— begin —

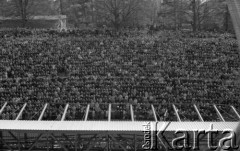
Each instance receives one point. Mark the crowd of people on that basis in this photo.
(130, 69)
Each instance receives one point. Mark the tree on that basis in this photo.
(117, 12)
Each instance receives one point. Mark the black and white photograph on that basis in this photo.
(119, 75)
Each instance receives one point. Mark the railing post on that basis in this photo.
(199, 115)
(43, 111)
(20, 113)
(3, 107)
(219, 114)
(235, 111)
(176, 112)
(87, 111)
(132, 114)
(109, 112)
(154, 113)
(65, 112)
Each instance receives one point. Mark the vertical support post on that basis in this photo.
(154, 113)
(43, 111)
(25, 140)
(109, 112)
(3, 107)
(219, 114)
(108, 144)
(20, 113)
(235, 111)
(135, 142)
(199, 115)
(176, 112)
(76, 142)
(132, 114)
(87, 111)
(65, 112)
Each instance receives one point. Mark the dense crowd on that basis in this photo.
(96, 68)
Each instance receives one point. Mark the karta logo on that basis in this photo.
(185, 139)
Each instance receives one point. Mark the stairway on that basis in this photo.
(234, 9)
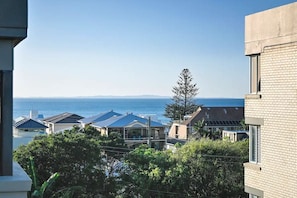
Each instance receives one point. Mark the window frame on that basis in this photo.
(255, 73)
(255, 144)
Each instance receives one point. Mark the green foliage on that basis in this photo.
(38, 192)
(201, 168)
(183, 98)
(78, 157)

— end —

All the material shown above is to be copied exactly, with no pictures carried over.

_Reply_.
Each instance receives one point. Mark the crowd of people on that basis in this photo.
(130, 69)
Each instance receives one point. Mark the tree on that basis in this photo.
(117, 12)
Each instance receives one point. Mark the black and white photograph on that basis in this photo.
(119, 75)
Each instance receives one point. Mark the railing post on that basis in this photo.
(199, 115)
(43, 111)
(20, 113)
(3, 107)
(219, 114)
(235, 111)
(176, 112)
(87, 111)
(132, 114)
(109, 112)
(154, 113)
(65, 112)
Each instance receives one point. Mark the vertical support post on that basis in this photo.
(154, 113)
(43, 111)
(25, 140)
(109, 112)
(3, 107)
(219, 114)
(108, 144)
(20, 113)
(235, 111)
(135, 142)
(199, 115)
(176, 112)
(76, 142)
(132, 114)
(87, 111)
(65, 112)
Each instance receives one point. Mark the dense crowd on that basis in this photo.
(96, 68)
Each instance receives one point. Mark the karta logo on that basis in this photo.
(185, 139)
Each instance receives one point. Mark the stairway on that basis in this photo.
(234, 9)
Each instance receives one point. Mark the window frame on that basis in this photo.
(255, 73)
(255, 144)
Each instance receives one point. Mark the green foliage on that basis in this photo.
(38, 192)
(201, 168)
(183, 98)
(78, 157)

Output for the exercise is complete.